● Exercise aim: In your answer, copy every entry that follows exactly.

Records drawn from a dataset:
━━━━━━
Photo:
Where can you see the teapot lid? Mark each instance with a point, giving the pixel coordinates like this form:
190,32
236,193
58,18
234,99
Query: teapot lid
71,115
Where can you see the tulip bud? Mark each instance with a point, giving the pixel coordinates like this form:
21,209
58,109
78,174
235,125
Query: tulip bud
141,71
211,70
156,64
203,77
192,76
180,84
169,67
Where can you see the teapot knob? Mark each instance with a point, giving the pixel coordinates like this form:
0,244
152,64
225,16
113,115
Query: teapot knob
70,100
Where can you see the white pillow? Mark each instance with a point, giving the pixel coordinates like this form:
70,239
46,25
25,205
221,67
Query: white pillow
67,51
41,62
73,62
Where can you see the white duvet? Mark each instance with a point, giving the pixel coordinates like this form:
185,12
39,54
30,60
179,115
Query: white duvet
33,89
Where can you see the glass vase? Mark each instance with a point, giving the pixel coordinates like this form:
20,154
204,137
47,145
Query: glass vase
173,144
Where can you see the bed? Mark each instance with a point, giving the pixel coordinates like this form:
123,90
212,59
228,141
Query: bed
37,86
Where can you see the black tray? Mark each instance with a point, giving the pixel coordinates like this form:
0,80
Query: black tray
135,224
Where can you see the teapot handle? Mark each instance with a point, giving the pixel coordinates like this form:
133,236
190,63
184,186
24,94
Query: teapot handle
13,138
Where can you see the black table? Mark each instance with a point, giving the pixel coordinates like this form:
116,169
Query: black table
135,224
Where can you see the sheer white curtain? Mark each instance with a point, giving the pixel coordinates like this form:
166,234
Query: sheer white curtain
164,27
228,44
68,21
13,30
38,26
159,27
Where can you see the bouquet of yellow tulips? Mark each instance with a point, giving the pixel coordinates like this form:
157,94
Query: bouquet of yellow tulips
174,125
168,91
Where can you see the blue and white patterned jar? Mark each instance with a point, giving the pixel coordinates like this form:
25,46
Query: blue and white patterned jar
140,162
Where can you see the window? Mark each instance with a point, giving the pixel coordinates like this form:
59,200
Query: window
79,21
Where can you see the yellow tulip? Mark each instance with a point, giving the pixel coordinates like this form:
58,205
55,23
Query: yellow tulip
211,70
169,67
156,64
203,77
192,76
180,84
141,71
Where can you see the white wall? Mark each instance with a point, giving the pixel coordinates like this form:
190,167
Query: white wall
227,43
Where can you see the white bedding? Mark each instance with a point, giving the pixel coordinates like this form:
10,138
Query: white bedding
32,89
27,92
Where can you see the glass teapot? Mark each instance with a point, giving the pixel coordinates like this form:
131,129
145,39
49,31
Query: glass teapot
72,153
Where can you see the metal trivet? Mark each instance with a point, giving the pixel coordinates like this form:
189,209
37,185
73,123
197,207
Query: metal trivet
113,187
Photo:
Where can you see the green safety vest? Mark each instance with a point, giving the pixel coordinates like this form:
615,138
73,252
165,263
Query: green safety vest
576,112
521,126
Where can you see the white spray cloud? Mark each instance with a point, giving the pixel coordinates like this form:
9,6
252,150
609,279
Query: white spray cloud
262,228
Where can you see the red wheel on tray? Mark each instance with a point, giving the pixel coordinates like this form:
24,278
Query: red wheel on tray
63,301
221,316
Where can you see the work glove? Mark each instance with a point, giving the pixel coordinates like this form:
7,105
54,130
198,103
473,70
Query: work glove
━━━━━━
● Answer for this exercise:
Photo:
Where can you see the teapot lid? Mark each instance with a point, giving the pixel coordinates like this form:
190,32
236,193
58,18
234,99
Query: teapot lid
71,115
Where can you see the tulip bud? Mark each instance with a point, giving the pixel coordinates like this form:
21,209
58,109
78,174
235,125
Query: tulip bud
141,71
211,70
156,64
203,77
192,76
180,84
169,67
Where can you see the teapot knob? Mark each instance with a point, giving the pixel coordinates like this form:
0,244
152,64
225,16
113,115
Query: teapot knob
70,100
Where can you see the white pillow? Mark each instance with a point, giving the pixel coordinates like this form:
70,239
46,25
25,205
221,67
Query: white pillow
67,51
41,62
73,62
Where can you see the white duvet? Mark each instance with a point, giving the pixel coordinates like this form:
185,12
39,54
30,60
179,115
Query: white duvet
33,89
Where can you see the glass vase? Mark each instance with a point, giving the pixel coordinates like this form:
20,154
204,137
47,145
Query: glass vase
173,144
Where can you see the bed? Mark each instance with a point, giving the pixel coordinates like this form:
123,90
212,59
228,141
Query: bed
37,86
Where can you see the black tray? Mark each instance with a point, giving the pixel coordinates like this form:
0,80
Query: black tray
135,224
Where can you see the teapot handle? Mark each instance with a point, giving the pixel coordinates like this form:
133,236
190,63
184,186
24,94
Query: teapot handle
13,138
Where can you see the black table? Mark each instance with a point, giving the pixel coordinates like this form:
116,169
Query: black table
135,224
Where can you see the sheer white curtain? Mark each instance with a point, giving the pixel coordinates like this form:
166,234
Query: sheer white curtain
164,27
228,44
68,21
13,30
38,26
159,27
Where can you see the bouquet of yellow tulips? Mark each instance with a point, giving the pixel coordinates like this form:
157,94
Query: bouquet of yellow tulips
174,125
168,91
Where can you see the blue and white patterned jar? Mark each instance with a point, giving the pixel coordinates like this form:
25,46
Query: blue and white patterned jar
140,162
Where can you see the window? Mark each instance with a point, giving the pixel coordinates like this form:
59,200
Query: window
79,21
Where can you see the yellow tulip? Mark each instance with a point, giving the pixel coordinates like this form:
58,205
55,23
Query: yellow tulip
211,70
169,67
156,64
203,77
192,76
180,84
141,71
Where can you see the white wall? Mark each instance with a point, giving the pixel coordinates like this form:
190,167
Query: white wall
227,43
Where can you see the white bedding? Mark each instance with a point, giving the pixel coordinates like this form:
10,138
Query: white bedding
32,89
27,92
Where can you see the glass teapot? Mark each instance with a point, giving the pixel coordinates like this form:
131,129
145,39
49,31
Query: glass teapot
72,153
Where can you see the metal trivet? Mark each instance with a point, giving the pixel coordinates like this form:
189,209
37,185
73,123
197,207
Query: metal trivet
113,187
Photo:
Where can you see the green safety vest? Mark each instance with a point, giving the pixel coordinates like this form:
615,138
73,252
165,263
Query: green safety vest
576,112
521,126
Where can you see the white spray cloud? Mark each instance with a point, giving the pixel coordinates like this form:
9,6
252,150
609,279
Query: white spray cloud
262,228
Where can you see the red wheel on tray? Mark each instance with a point, giving the pixel coordinates like this form:
24,278
Query: red wheel on tray
63,301
221,316
Where can you see the work glove? Mark each instance with a point, giving the pixel coordinates like this form:
7,105
54,130
198,103
473,70
Query: work glove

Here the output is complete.